So GM says the Chevy Volt will be getting 230 MPG... somehow. Outrageous, right? But not exactly unique. Every now and then, automakers come out with something that's just too good to be true. Here's seven of their biggest whoppers.

Well, the EPA now says that despite the number being derived from a "draft standard" for plug-in hybrids, they haven't driven the car so they can't really back GM's 230 MPG claim. Awkward for everyone, huh? But if you think that's bad, try these on for size and try not to get embarrassed for them.

Shelby Super Cars Ultimate Aero EV Charges In Ten Blistering Minutes!

The Ultimate Aero, announced last year by Shelby Super Cars, will have twin 500 HP electric engines and get to 60 in 2.5 seconds, says a press release from Shelby - that's the world-famous Jerod Shelby, by the way, no relation to Texan chili-maker Carroll Shelby; we're certain Jerod wouldn't want you mixing them up. Anyway, outrageous performance claims are one thing, but the same document claims that, when using a 220V quick-charge kit, the car can top off its lithium-ion batteries in ten minutes. Really? For batteries designed to run twin 500-horse engines? Shelby Super Cars did not elaborate on whether they said "220V quick-charge kit" when they meant "direct hit by lightning bolt."

*What is expected*: Reproduce the car-claims article between "So GM says the" and "their biggest whoppers.", inclusive, replacing "automakers" with "car companies". The records after this point have no connection to the car-claims article.

*Listed entries*:
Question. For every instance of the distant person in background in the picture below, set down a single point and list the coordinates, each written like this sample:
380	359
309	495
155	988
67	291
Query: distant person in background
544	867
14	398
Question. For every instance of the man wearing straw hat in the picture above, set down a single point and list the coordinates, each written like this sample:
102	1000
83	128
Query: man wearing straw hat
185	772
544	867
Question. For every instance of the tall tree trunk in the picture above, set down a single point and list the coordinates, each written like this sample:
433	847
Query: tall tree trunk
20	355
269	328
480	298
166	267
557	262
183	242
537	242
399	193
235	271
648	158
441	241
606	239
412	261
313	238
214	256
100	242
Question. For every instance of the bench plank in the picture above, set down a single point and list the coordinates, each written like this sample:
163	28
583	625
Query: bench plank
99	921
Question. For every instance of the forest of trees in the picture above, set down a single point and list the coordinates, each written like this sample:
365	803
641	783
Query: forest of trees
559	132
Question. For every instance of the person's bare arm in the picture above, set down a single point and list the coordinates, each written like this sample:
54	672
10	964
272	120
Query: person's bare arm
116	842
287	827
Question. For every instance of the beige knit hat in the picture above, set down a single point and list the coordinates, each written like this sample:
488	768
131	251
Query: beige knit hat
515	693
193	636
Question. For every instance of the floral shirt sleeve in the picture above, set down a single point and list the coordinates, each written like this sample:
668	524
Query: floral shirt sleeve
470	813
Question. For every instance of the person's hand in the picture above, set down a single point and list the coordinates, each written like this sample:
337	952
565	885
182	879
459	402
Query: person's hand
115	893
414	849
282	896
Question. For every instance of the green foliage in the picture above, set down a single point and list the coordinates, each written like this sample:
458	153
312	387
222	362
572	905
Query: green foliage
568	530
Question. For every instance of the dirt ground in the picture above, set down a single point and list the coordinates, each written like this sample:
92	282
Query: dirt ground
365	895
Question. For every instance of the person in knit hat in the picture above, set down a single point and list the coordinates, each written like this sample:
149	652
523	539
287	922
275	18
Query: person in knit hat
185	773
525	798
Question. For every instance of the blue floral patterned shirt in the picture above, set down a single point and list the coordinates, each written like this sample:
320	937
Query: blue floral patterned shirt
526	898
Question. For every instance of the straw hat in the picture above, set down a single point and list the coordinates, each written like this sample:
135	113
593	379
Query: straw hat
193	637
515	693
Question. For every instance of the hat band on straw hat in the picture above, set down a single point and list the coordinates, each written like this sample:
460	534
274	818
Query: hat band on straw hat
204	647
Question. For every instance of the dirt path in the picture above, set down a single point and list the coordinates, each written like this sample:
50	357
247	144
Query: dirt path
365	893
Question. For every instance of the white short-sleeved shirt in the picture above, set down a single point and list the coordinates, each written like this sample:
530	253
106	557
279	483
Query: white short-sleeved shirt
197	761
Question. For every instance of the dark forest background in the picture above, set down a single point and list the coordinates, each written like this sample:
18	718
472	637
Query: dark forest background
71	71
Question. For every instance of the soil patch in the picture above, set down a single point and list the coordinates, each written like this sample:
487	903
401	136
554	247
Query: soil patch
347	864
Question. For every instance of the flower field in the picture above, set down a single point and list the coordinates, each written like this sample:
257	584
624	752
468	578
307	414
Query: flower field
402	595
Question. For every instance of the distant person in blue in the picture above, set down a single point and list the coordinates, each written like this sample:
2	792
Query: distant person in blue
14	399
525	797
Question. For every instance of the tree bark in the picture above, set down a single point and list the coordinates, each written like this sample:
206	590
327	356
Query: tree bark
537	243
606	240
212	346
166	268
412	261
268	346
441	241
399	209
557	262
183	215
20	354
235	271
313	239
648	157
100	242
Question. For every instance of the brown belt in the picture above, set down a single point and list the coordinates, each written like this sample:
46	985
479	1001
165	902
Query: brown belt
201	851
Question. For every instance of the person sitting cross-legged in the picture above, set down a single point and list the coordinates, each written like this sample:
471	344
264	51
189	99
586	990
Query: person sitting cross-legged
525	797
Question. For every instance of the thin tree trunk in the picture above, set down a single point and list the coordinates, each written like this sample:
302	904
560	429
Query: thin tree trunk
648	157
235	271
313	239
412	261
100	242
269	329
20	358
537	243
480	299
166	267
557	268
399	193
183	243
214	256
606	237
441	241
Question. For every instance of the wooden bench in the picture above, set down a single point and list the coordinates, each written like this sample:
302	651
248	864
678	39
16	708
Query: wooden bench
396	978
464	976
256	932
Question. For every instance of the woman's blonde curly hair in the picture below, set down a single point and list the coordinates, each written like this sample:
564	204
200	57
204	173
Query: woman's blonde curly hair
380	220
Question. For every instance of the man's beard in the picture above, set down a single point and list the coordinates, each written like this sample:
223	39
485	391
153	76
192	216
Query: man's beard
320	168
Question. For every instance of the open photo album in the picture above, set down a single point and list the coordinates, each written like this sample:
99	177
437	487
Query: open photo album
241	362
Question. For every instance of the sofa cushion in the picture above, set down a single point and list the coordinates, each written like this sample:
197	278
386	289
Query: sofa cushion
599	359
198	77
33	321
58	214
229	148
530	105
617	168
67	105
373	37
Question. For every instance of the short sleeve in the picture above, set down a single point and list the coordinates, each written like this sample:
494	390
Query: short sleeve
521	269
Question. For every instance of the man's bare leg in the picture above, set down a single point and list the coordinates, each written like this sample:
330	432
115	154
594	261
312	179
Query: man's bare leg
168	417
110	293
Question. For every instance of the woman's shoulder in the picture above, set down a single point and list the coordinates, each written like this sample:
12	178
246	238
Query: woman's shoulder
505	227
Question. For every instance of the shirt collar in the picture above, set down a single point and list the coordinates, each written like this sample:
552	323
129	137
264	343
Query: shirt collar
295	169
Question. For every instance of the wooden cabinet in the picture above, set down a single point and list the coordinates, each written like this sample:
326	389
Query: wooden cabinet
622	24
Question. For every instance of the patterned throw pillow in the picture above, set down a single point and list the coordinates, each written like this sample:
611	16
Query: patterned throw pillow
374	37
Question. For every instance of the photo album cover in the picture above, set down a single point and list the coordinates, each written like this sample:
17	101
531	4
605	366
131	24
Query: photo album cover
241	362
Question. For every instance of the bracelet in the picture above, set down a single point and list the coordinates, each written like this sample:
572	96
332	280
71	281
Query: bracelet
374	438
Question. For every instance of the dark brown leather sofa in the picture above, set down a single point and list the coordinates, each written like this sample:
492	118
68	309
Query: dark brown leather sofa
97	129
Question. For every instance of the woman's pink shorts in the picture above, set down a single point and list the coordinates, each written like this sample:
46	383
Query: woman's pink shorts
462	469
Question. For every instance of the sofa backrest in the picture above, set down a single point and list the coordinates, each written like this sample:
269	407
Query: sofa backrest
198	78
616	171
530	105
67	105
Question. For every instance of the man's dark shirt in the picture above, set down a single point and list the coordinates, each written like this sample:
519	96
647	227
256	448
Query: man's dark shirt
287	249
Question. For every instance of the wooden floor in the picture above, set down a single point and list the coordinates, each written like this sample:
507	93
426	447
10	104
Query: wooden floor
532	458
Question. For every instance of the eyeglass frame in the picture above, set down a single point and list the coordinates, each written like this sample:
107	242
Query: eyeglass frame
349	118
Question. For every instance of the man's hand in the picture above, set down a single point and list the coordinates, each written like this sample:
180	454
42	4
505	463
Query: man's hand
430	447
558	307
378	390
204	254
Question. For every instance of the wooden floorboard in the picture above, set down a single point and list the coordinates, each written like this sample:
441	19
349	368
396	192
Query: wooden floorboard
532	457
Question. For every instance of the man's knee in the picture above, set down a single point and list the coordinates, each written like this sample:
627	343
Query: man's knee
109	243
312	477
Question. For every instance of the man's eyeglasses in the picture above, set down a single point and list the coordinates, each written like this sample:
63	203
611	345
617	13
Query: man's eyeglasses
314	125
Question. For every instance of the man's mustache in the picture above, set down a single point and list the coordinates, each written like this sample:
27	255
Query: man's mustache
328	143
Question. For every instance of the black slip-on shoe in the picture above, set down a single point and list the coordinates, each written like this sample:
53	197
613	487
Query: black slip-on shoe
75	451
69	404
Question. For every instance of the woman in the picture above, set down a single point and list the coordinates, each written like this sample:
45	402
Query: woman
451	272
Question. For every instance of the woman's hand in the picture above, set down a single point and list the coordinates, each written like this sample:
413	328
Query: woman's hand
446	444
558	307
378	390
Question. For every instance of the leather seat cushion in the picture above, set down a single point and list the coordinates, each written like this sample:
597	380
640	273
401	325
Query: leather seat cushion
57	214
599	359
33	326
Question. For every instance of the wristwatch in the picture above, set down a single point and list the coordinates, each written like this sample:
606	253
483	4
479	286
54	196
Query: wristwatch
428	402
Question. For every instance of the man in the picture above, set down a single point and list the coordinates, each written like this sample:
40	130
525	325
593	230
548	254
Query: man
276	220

*Response below*:
So GM says the Chevy Volt will be getting 230 MPG... somehow. Outrageous, right? But not exactly unique. Every now and then, car companies come out with something that's just too good to be true. Here's seven of their biggest whoppers.